• **Objetivo 1**
No manifesto abaixo, no trecho "nossa existência foi negada e mais ainda das mulheres", quais palavras caracterizam essas mulheres? Relacione todas.

• **Texto de apoio**
Manifesto de sonhos políticos- poéticos – Escritas em Revoada
O ano está prestes a findar, um novo horizonte existencial se apresenta para que continuemos a caminhar. Uma nova sensibilidade à Presidência nos renova a poesia do dia-a-dia que virá, apesar de tudo o que vivemos (ou deixamos de viver) de uns anos pra cá. Mulheres trans, mulheres indígenas, mulheres negras ELEITAS pela vontade de outras/os/es que também anseiam esse tempo mais digno, sementes de Marielle e de tantas outras que lutaram para assumir seu poder na construção de uma sociedade mais justa e democrática.
É desse terreno fértil em esperanças, onde plantamos as sementes-poesias do nosso (re)existir que, ao longo deste ciclo, temos acompanhado o germinar teimoso dos nossos sonhos de asa e plenitude, nesse mesmo compasso em que celebramos a aurora perfumada de novos dias, com mais respeito e participação das mulheres nos espaços de poder e dizer. Pela palavra solta, nossa voz se enlaça e se alarga, enquanto repartimos felizes e sedentas as pontes desenhadas pelo transpor das lagartas e é por meio delas que já traçamos planos de colheita e partilha pro ciclo que vem.
Ao testemunharmos o ruir, ainda lento e constantemente contestado, dos muros fingidos da Casa Grande com a expansão da voz, da escrevivência, da potência, do corpo livre de mulheres dissidentes, nos certificamos que embora não haja espaço para tréguas ou romantizações, é fundamental que celebremos as conquistas, sejam elas pequenas ou grandes (re)tomadas de poder, tendo em vista que ao longo dos séculos nossa existência foi negada e mais ainda das mulheres pretas, indígenas, pobres, periféricas, campesinas. Assistir à chegada da grandiosa Margareth Menezes ao Ministério da Cultura, depois de um período longo e tortuoso de desmonte das políticas públicas, de ataques sistemáticos à Cultura e às/aos artistas e mais ainda de institucionalização da misoginia e barbárie, é ver brotar, cá dentro de nós, sementes teimosas de afeto e risos; é esperançarmos um pouco mais e, ainda assim, nos mantermos na luta por mais conquistas e participação ativa; é gritarmos com Maga a plenos pulmões:
Eu falei faraó[1]
Êee faraó
[…]
E as cabeças
Enchei-se de liberdade
O povo negro pede igualdade
Deixando de lado as separações
[…]
E assim, nesse compasso de labutas e resistências, o rodopiar do tempo vai arrastando as horas para essa passagem ritualística dos anos e, com ele, a energia para continuarmos na luta se refaz, afinal ainda há muita palavra a ser liberta dos calabouços patriarcais e muitos corpos a serem reverenciados na gira sagrada do existir. É que como a água que se desloca sempre para as profundezas, à procura dos terrenos mais baixos, seguimos fluídas para o desejo mais profundo de sermos livres, numa intensa jornada de autoconhecimento e pesquisas de mundos e perspectivas; lá entramos em comunhão com a força ancestral que nos mantém muito vivas e ainda que a queda livre esteja permeada de nãos impostos e a luta se faça cansativa, sabemos o que queremos e somos a própria força ancestral de seres-cachoeiras, perenes, que não “arrega”, segurando em raízes envenenadas para não cair, irrigando e nutrindo outras raízes para nos reerguermos em solos harmônicos.

• **Dados fornecidos**
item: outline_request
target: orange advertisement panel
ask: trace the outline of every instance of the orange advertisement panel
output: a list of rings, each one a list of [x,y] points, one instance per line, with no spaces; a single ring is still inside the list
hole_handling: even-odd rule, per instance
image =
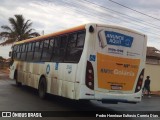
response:
[[[97,53],[98,88],[132,90],[139,65],[140,59],[120,58]]]

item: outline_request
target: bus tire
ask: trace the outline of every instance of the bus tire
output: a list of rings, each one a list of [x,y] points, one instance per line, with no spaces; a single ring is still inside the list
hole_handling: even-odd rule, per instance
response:
[[[41,99],[44,99],[46,97],[47,92],[47,83],[46,78],[41,77],[38,85],[38,95]]]
[[[16,86],[17,87],[22,86],[21,82],[18,82],[18,72],[17,72],[17,70],[14,73],[14,79],[16,80]]]

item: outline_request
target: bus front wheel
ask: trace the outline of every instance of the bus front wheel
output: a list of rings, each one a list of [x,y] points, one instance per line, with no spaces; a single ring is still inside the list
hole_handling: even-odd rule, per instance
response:
[[[38,85],[38,94],[39,97],[41,99],[44,99],[46,96],[46,92],[47,92],[47,83],[46,83],[46,79],[44,77],[42,77],[39,81],[39,85]]]

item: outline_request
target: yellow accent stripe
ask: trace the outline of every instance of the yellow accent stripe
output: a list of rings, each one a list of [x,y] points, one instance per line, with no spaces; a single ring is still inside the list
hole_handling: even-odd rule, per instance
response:
[[[15,42],[14,45],[27,43],[27,42],[32,42],[32,41],[38,41],[38,40],[42,40],[42,39],[47,39],[49,37],[54,37],[54,36],[57,36],[57,35],[62,35],[62,34],[74,32],[74,31],[78,31],[78,30],[83,30],[83,29],[85,29],[85,25],[77,26],[77,27],[70,28],[70,29],[67,29],[67,30],[62,30],[62,31],[51,33],[51,34],[48,34],[48,35],[43,35],[43,36],[38,36],[38,37],[35,37],[35,38],[22,40],[22,41],[19,41],[19,42]]]

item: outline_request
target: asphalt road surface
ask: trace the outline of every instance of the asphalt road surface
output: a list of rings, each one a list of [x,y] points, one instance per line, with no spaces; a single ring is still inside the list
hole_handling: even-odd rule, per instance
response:
[[[45,100],[42,100],[38,97],[37,91],[35,89],[32,89],[30,87],[17,87],[15,85],[14,80],[10,80],[7,78],[7,75],[0,72],[0,111],[61,111],[58,114],[72,114],[72,112],[68,111],[74,111],[77,112],[77,114],[81,114],[79,111],[83,111],[82,113],[86,113],[88,111],[94,111],[95,117],[50,117],[50,118],[29,118],[29,120],[93,120],[93,119],[122,119],[118,117],[103,117],[99,113],[99,111],[104,111],[104,115],[108,115],[106,113],[113,113],[114,114],[120,114],[124,111],[128,111],[129,115],[133,114],[139,114],[141,115],[142,112],[148,113],[154,113],[154,111],[158,111],[157,114],[159,114],[159,118],[157,118],[157,114],[155,116],[152,116],[148,118],[148,116],[145,116],[146,114],[142,113],[142,116],[137,117],[126,117],[123,118],[125,120],[137,120],[137,119],[143,119],[143,120],[160,120],[160,96],[152,95],[151,98],[148,98],[145,96],[142,99],[142,102],[138,104],[126,104],[126,103],[119,103],[119,104],[102,104],[98,101],[91,101],[91,102],[77,102],[73,100],[69,100],[62,97],[57,97],[53,95],[48,95]],[[85,112],[84,112],[85,111]],[[136,112],[133,112],[136,111]],[[56,112],[53,112],[52,114],[56,114]],[[88,112],[90,113],[90,112]],[[97,114],[96,114],[97,113]],[[127,114],[127,112],[125,112]],[[96,118],[97,116],[100,116],[100,118]],[[69,115],[72,116],[72,115]],[[22,119],[22,118],[0,118],[0,120],[10,120],[10,119]],[[27,118],[23,118],[27,119]]]

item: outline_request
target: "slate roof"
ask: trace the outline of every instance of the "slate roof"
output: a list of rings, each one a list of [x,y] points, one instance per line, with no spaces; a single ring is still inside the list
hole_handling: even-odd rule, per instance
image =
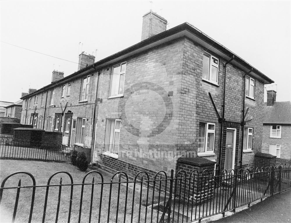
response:
[[[291,125],[291,101],[275,102],[272,106],[264,105],[264,124]]]

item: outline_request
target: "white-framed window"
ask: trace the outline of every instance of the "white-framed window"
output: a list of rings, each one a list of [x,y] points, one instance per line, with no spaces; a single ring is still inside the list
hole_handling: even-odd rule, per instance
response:
[[[34,117],[34,122],[33,123],[33,125],[35,126],[35,127],[36,128],[36,126],[37,125],[37,116],[36,116]]]
[[[244,131],[244,150],[251,150],[253,143],[253,128],[245,127]]]
[[[54,94],[56,89],[52,89],[51,92],[51,100],[49,105],[54,105]]]
[[[57,118],[56,120],[56,125],[55,126],[55,130],[58,131],[58,130],[59,126],[60,125],[60,118]]]
[[[218,59],[204,52],[203,54],[202,79],[217,84],[218,82]]]
[[[65,84],[64,84],[63,86],[63,89],[62,89],[62,96],[61,97],[63,98],[64,96],[64,94],[65,94]]]
[[[70,118],[67,118],[66,119],[66,127],[65,131],[68,133],[70,130]]]
[[[280,158],[281,153],[281,145],[269,145],[269,153],[273,156],[276,156],[277,158]]]
[[[38,128],[41,128],[41,123],[42,121],[42,116],[40,116],[38,117],[38,123],[37,127]]]
[[[78,118],[77,122],[77,133],[76,142],[84,145],[85,139],[85,121],[84,118]]]
[[[281,139],[281,125],[271,125],[270,127],[270,138]]]
[[[198,155],[214,153],[215,124],[208,122],[199,123],[199,138]]]
[[[69,82],[67,85],[67,96],[70,95],[70,92],[71,91],[71,82]]]
[[[41,94],[41,102],[40,103],[40,106],[43,107],[43,105],[45,103],[45,93],[43,92]]]
[[[112,67],[109,97],[123,95],[126,69],[126,62]]]
[[[246,76],[246,95],[255,98],[255,79],[249,76]]]
[[[88,99],[88,94],[89,91],[89,83],[90,83],[90,75],[83,78],[82,80],[82,88],[80,95],[80,101],[86,101]]]
[[[116,157],[119,148],[120,119],[108,119],[106,125],[105,151],[115,154]]]

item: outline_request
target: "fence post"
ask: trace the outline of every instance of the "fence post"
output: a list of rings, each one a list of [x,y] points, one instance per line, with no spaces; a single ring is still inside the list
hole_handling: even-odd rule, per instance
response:
[[[169,192],[169,207],[168,210],[168,219],[167,222],[169,223],[171,221],[171,208],[172,207],[172,197],[173,193],[173,184],[174,181],[174,170],[171,170],[171,177],[170,179],[170,190]]]
[[[282,166],[279,166],[279,172],[278,173],[278,187],[279,193],[281,192],[282,190]]]
[[[270,178],[270,194],[271,195],[274,194],[274,184],[275,183],[275,168],[274,167],[271,167],[271,174]]]

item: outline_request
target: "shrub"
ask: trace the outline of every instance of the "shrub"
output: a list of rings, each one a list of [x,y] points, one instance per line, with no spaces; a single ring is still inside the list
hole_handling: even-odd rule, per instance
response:
[[[78,153],[77,160],[77,166],[81,171],[86,171],[88,168],[88,162],[85,153],[83,151]]]
[[[74,149],[72,152],[72,155],[71,156],[71,163],[72,165],[76,166],[77,165],[77,157],[78,152]]]

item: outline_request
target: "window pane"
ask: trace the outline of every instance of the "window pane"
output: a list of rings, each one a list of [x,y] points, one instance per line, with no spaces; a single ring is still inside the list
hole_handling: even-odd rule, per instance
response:
[[[214,133],[209,132],[207,136],[207,151],[211,151],[213,149],[213,141],[214,139]]]
[[[124,74],[120,75],[120,80],[119,82],[119,91],[118,94],[123,93],[123,87],[124,86]]]
[[[210,130],[214,130],[214,125],[211,124],[208,124],[208,129]]]
[[[199,139],[198,142],[198,152],[204,151],[205,143],[205,126],[206,123],[199,123]]]
[[[120,129],[120,121],[116,121],[115,126],[116,129]]]
[[[119,148],[119,132],[115,132],[114,139],[114,153],[118,154],[118,150]]]
[[[248,134],[248,128],[245,128],[244,131],[244,149],[246,148],[246,136]]]
[[[251,149],[252,148],[252,139],[253,136],[249,136],[249,141],[248,141],[248,148]]]
[[[107,122],[105,151],[109,153],[112,153],[113,152],[113,140],[114,138],[115,120],[114,119],[108,119]]]
[[[211,77],[210,80],[214,82],[217,82],[217,68],[214,66],[212,66]]]
[[[202,68],[202,77],[204,79],[209,80],[209,66],[210,55],[207,54],[203,54],[203,64]]]
[[[121,64],[121,68],[120,69],[121,72],[124,72],[125,70],[125,68],[126,67],[126,64],[125,63],[123,63]]]
[[[250,97],[254,97],[254,86],[253,85],[251,85],[250,86]]]
[[[250,78],[248,77],[246,77],[246,95],[249,96],[249,92],[250,87]]]

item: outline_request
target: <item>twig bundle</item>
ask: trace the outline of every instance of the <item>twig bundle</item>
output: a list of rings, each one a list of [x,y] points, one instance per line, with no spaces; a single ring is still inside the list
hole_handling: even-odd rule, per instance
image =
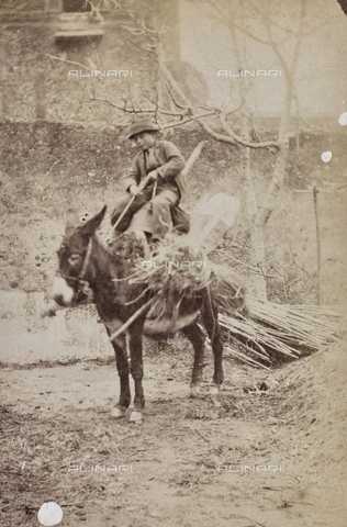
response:
[[[248,363],[265,366],[287,356],[299,358],[317,351],[340,337],[340,312],[333,307],[282,305],[247,298],[249,318],[231,312],[220,315],[230,354]],[[240,348],[240,349],[239,349]],[[259,362],[260,360],[260,362]]]
[[[184,245],[183,239],[167,235],[146,259],[135,262],[130,283],[146,284],[146,290],[157,298],[149,317],[177,316],[182,299],[193,299],[211,282],[208,259]]]

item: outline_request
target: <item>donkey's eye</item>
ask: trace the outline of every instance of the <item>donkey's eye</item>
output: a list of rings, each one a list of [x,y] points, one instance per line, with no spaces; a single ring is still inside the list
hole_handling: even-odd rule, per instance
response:
[[[76,264],[78,260],[80,260],[81,256],[80,255],[71,255],[68,259],[68,262],[74,265]]]

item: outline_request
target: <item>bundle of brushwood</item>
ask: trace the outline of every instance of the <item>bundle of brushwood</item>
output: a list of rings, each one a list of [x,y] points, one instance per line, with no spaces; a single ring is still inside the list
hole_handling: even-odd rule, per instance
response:
[[[220,324],[226,351],[254,366],[298,359],[342,337],[342,311],[335,307],[273,304],[250,296],[247,306],[248,317],[230,311],[220,315]]]
[[[132,246],[133,240],[128,242]],[[146,285],[155,298],[148,318],[175,322],[182,300],[209,287],[226,354],[248,365],[268,368],[311,355],[340,338],[338,309],[273,304],[248,296],[240,277],[228,266],[210,262],[191,247],[189,237],[169,234],[152,253],[136,254],[130,282]]]

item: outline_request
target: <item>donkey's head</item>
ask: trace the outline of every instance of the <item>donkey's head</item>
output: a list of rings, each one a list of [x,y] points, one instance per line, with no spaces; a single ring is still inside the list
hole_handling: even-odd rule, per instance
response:
[[[91,220],[81,224],[75,210],[68,211],[65,236],[58,254],[59,268],[53,281],[52,299],[60,306],[68,307],[77,294],[86,295],[86,282],[92,272],[90,257],[92,238],[100,226],[107,208]]]

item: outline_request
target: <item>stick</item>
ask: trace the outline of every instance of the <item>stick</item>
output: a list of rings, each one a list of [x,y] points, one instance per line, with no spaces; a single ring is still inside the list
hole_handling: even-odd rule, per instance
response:
[[[158,180],[156,179],[153,187],[152,199],[156,197]]]
[[[115,227],[120,224],[120,221],[124,217],[124,214],[126,213],[126,211],[128,210],[128,208],[131,206],[131,204],[133,203],[133,201],[135,200],[135,195],[132,197],[132,199],[130,200],[130,202],[127,203],[127,205],[125,206],[124,211],[122,212],[122,214],[120,215],[120,217],[117,218],[117,221],[115,222],[115,224],[113,225],[113,227],[111,228],[111,233],[115,229]]]
[[[317,209],[317,190],[316,186],[313,187],[313,206],[315,217],[315,232],[317,238],[317,301],[321,305],[321,236],[320,236],[320,222],[318,222],[318,209]]]
[[[137,310],[116,332],[111,335],[110,340],[114,340],[119,335],[121,335],[121,333],[125,332],[125,329],[127,329],[128,326],[133,324],[137,316],[142,315],[142,313],[144,313],[146,309],[150,306],[154,300],[155,296],[150,299],[145,305],[139,307],[139,310]]]

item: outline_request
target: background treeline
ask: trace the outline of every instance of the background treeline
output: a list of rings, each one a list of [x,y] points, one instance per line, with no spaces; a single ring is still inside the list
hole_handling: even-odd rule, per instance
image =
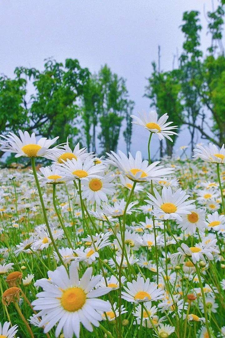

• **Objetivo 2**
Expresse em forma de tabela Markdown, com as colunas Número e Linha do registro, o intervalo dos registros que vai do início até a linha que contém "[[[97,53],[98,88],[132,90],[139,65],[140,59],[120,58]]]", inclusive. Omita as linhas em branco e deixe as imagens de fora da resposta.

• **Resposta completa 1**
pretas, indígenas, pobres, periféricas, campesinas

• **Resposta completa 2**
| Número | Linha do registro |
|---|---|
| 1 | item: outline_request |
| 2 | target: orange advertisement panel |
| 3 | ask: trace the outline of every instance of the orange advertisement panel |
| 4 | output: a list of rings, each one a list of [x,y] points, one instance per line, with no spaces; a single ring is still inside the list |
| 5 | hole_handling: even-odd rule, per instance |
| 6 | image = |
| 7 | response: |
| 8 | [[[97,53],[98,88],[132,90],[139,65],[140,59],[120,58]]] |